### Information shown
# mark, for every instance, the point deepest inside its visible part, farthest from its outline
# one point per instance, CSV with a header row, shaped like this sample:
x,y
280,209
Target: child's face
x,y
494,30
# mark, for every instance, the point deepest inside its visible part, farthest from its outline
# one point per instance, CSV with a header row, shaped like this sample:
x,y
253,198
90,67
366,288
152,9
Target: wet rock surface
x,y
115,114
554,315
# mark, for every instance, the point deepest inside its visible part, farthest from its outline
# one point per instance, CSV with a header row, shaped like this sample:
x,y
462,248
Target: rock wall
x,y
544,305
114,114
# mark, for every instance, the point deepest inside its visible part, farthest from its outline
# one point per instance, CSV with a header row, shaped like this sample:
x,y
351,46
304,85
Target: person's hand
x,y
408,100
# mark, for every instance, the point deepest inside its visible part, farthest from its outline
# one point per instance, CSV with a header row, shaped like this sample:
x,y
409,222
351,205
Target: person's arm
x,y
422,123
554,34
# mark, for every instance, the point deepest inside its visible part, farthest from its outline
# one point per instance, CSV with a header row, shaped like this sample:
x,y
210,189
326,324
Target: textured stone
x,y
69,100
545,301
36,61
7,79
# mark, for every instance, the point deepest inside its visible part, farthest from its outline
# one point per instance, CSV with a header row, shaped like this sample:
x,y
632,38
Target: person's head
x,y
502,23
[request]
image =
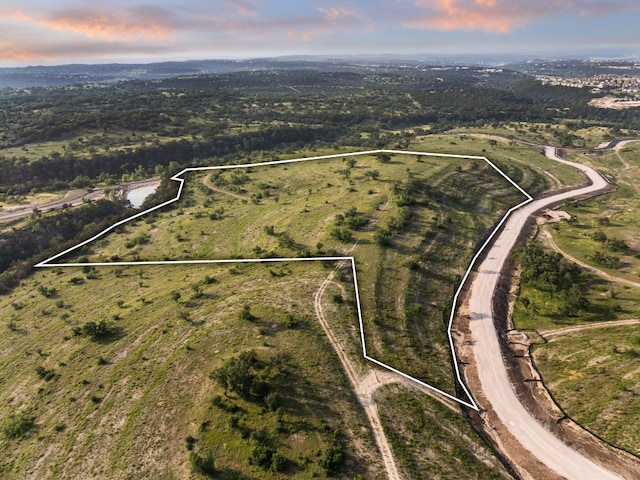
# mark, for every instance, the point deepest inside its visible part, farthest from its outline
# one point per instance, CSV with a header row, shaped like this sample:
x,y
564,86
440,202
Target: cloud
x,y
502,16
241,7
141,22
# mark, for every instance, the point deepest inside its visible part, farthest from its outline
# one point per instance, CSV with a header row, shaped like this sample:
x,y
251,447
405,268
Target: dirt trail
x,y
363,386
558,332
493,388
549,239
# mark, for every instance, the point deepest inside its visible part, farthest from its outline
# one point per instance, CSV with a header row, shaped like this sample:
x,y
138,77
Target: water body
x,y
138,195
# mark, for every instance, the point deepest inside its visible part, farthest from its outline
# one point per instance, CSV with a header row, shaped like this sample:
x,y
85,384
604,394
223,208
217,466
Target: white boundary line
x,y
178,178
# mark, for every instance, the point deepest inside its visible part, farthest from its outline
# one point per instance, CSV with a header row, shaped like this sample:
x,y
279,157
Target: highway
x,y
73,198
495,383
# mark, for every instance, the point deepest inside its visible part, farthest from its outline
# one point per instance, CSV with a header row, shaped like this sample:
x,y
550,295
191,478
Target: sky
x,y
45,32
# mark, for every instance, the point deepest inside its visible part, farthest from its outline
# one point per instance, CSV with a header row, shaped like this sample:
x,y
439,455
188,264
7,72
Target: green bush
######
● Exercise brief
What the task needs is the material above repeated exactly, pictures excepted.

● Your response
# mark, for every instance, the point deepest inside its visible part, farthest from its outline
# one point per instance, CSV with a header row, shaped like this sample:
x,y
280,209
Target: child's face
x,y
494,30
# mark, for every instance, the point deepest inside its visible part, farthest from its outline
# one point per instance, CSV with a header row, shaped like this sample:
x,y
253,198
90,67
366,288
152,9
Target: wet rock surface
x,y
115,114
554,315
# mark, for every instance, the point deepest inside its visible part, farthest from its outline
# one point per instance, CSV with a header row, shaped like this sample:
x,y
462,248
Target: rock wall
x,y
544,305
114,114
# mark, for every instance, the point deepest inside its visible part, farthest from its outline
# one point per instance, CSV with a header row, shaped like this sample:
x,y
351,46
304,85
Target: person's hand
x,y
408,100
# mark, for every instance, the point deepest inside its visible part, farthest from its outline
# one point per instance, CSV with a header row, shaped like this sample:
x,y
409,222
351,205
Target: person's arm
x,y
422,123
554,34
# mark, for every instance, the point deepest inside its visible part, farthest from its outline
# one point per instance, CSV with a header row, shaped like this sample:
x,y
210,189
326,324
Target: textured stone
x,y
69,100
545,301
36,61
7,79
# mark, for every instance, the point deepest inside its visible part, farthest from its outline
# one point per instance, CSV with a header row, shaped like this sample:
x,y
632,38
Target: person's head
x,y
502,23
[request]
image =
# mark, for every instance, the point deepest inside its visible part, farthest from its outline
# one point per instance, CSV with a header row, shaped like this sample:
x,y
564,86
440,202
Target: cloud
x,y
502,16
241,7
141,22
# mark, for every instance, the point deepest inside its visible part, farthest from its outline
# one point per instance, CSV with a header row, shaped like this sample:
x,y
251,447
405,268
Target: dirt trail
x,y
363,386
558,332
493,388
549,239
# mark, for every instance, the point deepest inside its visible part, farthest from its outline
# one point per instance, CSV with a header row, shaped like this sample:
x,y
138,77
Target: water body
x,y
138,195
# mark, for every instance, the point deepest inside its visible part, farthest from its outline
# one point per instance, CSV with a header row, shaped like this sample:
x,y
85,384
604,394
223,208
217,466
Target: white boundary line
x,y
178,178
# mark, for every instance, the point deepest inside its visible part, farthest from its outline
# one point per instance, CSV with a header row, shaped like this sample:
x,y
279,157
Target: highway
x,y
73,198
495,383
# mark, for every instance, the point deepest inside its visible part, farthest from its outline
# one point per instance, CSV with a header row, shaped like this sample:
x,y
550,295
191,478
Target: sky
x,y
45,32
# mark, for every instance, the point deepest inside its visible part, farthest from its outline
# one point per instance, CSV with a header row, shaped like this sample:
x,y
439,455
188,264
7,72
Target: green bush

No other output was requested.